(Description of the task) Repeat, without any change, the entries presented below.
.....
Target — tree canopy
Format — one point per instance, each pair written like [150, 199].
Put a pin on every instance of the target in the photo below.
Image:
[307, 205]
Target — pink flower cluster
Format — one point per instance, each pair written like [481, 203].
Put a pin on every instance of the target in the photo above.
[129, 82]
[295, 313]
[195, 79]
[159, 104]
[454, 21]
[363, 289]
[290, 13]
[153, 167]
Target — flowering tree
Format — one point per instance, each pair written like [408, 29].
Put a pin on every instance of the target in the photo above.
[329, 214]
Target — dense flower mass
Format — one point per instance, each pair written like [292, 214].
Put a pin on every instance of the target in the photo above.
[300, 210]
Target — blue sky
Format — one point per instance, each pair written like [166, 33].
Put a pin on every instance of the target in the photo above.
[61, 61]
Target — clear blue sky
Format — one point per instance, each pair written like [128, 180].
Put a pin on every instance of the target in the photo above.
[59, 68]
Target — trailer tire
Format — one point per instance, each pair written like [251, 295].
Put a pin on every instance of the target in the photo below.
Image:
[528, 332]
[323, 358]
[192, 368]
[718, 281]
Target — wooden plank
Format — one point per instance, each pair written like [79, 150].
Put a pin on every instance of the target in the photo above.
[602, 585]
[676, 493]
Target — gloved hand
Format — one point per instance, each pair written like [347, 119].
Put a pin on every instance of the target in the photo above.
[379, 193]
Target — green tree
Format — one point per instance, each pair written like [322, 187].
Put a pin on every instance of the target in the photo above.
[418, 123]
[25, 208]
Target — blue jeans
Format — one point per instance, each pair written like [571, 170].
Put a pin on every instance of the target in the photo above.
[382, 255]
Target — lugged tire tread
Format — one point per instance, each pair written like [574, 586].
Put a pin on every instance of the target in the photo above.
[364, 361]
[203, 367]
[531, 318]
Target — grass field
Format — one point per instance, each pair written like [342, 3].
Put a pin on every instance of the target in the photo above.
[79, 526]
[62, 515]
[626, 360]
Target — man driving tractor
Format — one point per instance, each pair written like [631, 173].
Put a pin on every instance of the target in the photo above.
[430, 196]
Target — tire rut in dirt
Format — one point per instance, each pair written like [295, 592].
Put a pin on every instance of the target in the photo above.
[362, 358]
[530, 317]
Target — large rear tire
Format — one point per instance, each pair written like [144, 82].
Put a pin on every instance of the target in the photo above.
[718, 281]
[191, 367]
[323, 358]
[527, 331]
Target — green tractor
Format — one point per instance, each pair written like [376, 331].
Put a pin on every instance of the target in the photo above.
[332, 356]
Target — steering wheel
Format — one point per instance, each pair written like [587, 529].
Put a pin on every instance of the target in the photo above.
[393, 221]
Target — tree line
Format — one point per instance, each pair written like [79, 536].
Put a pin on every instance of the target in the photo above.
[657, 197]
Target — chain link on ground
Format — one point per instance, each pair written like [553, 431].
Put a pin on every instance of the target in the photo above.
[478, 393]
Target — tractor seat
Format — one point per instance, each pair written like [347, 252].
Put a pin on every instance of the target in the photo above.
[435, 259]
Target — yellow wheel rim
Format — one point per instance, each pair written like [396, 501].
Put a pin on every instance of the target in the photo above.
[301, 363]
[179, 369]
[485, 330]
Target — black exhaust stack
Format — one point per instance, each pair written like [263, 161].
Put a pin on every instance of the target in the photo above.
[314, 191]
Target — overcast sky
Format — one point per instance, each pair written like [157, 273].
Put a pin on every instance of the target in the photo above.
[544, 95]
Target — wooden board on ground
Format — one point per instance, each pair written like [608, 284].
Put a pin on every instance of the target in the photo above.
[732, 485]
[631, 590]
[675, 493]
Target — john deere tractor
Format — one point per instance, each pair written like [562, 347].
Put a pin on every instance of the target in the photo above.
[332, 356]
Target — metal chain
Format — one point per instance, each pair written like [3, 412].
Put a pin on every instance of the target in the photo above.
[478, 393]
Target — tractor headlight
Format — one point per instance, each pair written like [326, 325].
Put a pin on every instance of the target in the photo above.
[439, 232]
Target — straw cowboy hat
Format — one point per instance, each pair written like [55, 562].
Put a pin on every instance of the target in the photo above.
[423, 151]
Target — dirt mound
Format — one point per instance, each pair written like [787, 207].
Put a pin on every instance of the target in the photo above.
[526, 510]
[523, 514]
.....
(Task response)
Target — tree canopy
Format — one point per instance, each pair written like [150, 199].
Put a pin on every instance of the target in the photo below.
Image:
[307, 205]
Target — pink flower cluster
Format — one point per instance, each pair written like [481, 203].
Put a pin on every instance of the target in the photo above.
[129, 82]
[295, 313]
[195, 79]
[159, 104]
[454, 21]
[363, 289]
[290, 13]
[153, 167]
Target — flowering tree
Format — one point per instance, each pair written like [408, 29].
Put a pin on every instance of the target in the photo above.
[329, 214]
Target — dense flower mass
Format — one point per instance, each pair written like [292, 214].
Put a pin on every instance of the target in the photo above.
[300, 210]
Target — blue sky
Format — one point per instance, each pair written like [166, 33].
Put a pin on every instance of the target in the photo above.
[61, 61]
Target — clear blue sky
Format — one point per instance, each pair written like [128, 180].
Put a pin on every instance of the target in the photo above.
[59, 68]
Target — trailer tire
Format — one point per instance, each pair written like [251, 295].
Put a pin on every instance of the target in the photo below.
Image:
[528, 332]
[323, 358]
[192, 368]
[718, 281]
Target — wooden plank
Format — one point per instance, each pair written like [79, 150].
Put a pin on every instance of the target in the photo above.
[602, 585]
[676, 493]
Target — gloved hand
Format — one point per instance, each pair written like [347, 119].
Put a pin on every instance of the target in the photo above.
[379, 193]
Target — green tree
Format — one point per instance, each pair written like [322, 187].
Put a pin on every instance of the target in the photo above.
[418, 123]
[25, 208]
Target — blue jeans
Format — one point per instance, each pair written like [571, 170].
Put a pin on every instance of the target in the photo above.
[382, 255]
Target — lugged tire tread
Format — one point per instance, each pair written like [574, 586].
Put a pin on every instance of the target in the photo above.
[364, 361]
[203, 367]
[531, 318]
Target — grass field
Format — one point per instance, each pair written like [342, 3].
Put a pin on every instance of the target in the photo above.
[79, 526]
[62, 515]
[626, 360]
Target — man driving tractor
Format — one point per instance, each pair written like [631, 173].
Put a pin on every instance of the target in the photo above.
[430, 196]
Target — tire rut in dirt
Format — one point per instance, each pair written like [295, 592].
Put a pin on every instance of the target in the photo above.
[362, 358]
[530, 317]
Target — large rear tire
Format — one point per instance, each pair written like [144, 82].
Put a pin on every instance of the target in the photo above.
[718, 281]
[191, 367]
[323, 358]
[527, 331]
Target — green tractor
Format — one point per instance, each pair written like [376, 331].
Put a pin on every instance of the target in the photo above.
[332, 356]
Target — steering wheel
Format — one point per instance, each pair written like [587, 529].
Put a pin on every instance of the target in the photo above.
[393, 221]
Target — tree line
Format — one point per instance, each pair written like [79, 536].
Put a pin on every instance of the target in the photo above.
[657, 197]
Target — chain link on ground
Format — one point per instance, each pair written like [553, 431].
Put a pin on every instance of the target in the photo above.
[478, 393]
Target — tractor seat
Format — one point per instance, each pair written like [347, 252].
Put a pin on every instance of the target in the photo above.
[435, 259]
Target — yellow wheel rim
Format — one point per instance, each pair written like [396, 501].
Put a pin on every instance of the target in the photo above.
[301, 363]
[179, 369]
[485, 330]
Target — black exhaust stack
Format — one point per instance, each pair written like [263, 161].
Put a pin on every instance of the target in the photo above.
[314, 191]
Target — overcast sky
Format — one point per instance, each pair written like [157, 273].
Put a pin on every instance of the target in the photo above.
[544, 95]
Target — wooden board on ground
Format — one point per instance, each pair written like [608, 284].
Put a pin on every instance of the target in the photo above.
[732, 485]
[631, 590]
[675, 493]
Target — john deere tractor
Format — one point per instance, each pair written like [562, 347].
Put a pin on every instance of the target in the photo above.
[332, 356]
Target — metal chain
Format — one point per instance, each pair written like [3, 412].
Put a pin on every instance of the target in the photo above.
[478, 393]
Target — tractor headlight
Format — one point per instance, each pair written like [326, 325].
Put a pin on every instance of the target in the photo above.
[439, 232]
Target — straw cowboy hat
Format — one point per instance, each pair written like [55, 562].
Put a pin on every instance of the target in the photo above.
[423, 151]
Target — dirt mound
Format — one point per instance, each pair written like [787, 207].
Put a pin on every instance of the target in the photo above.
[526, 510]
[523, 514]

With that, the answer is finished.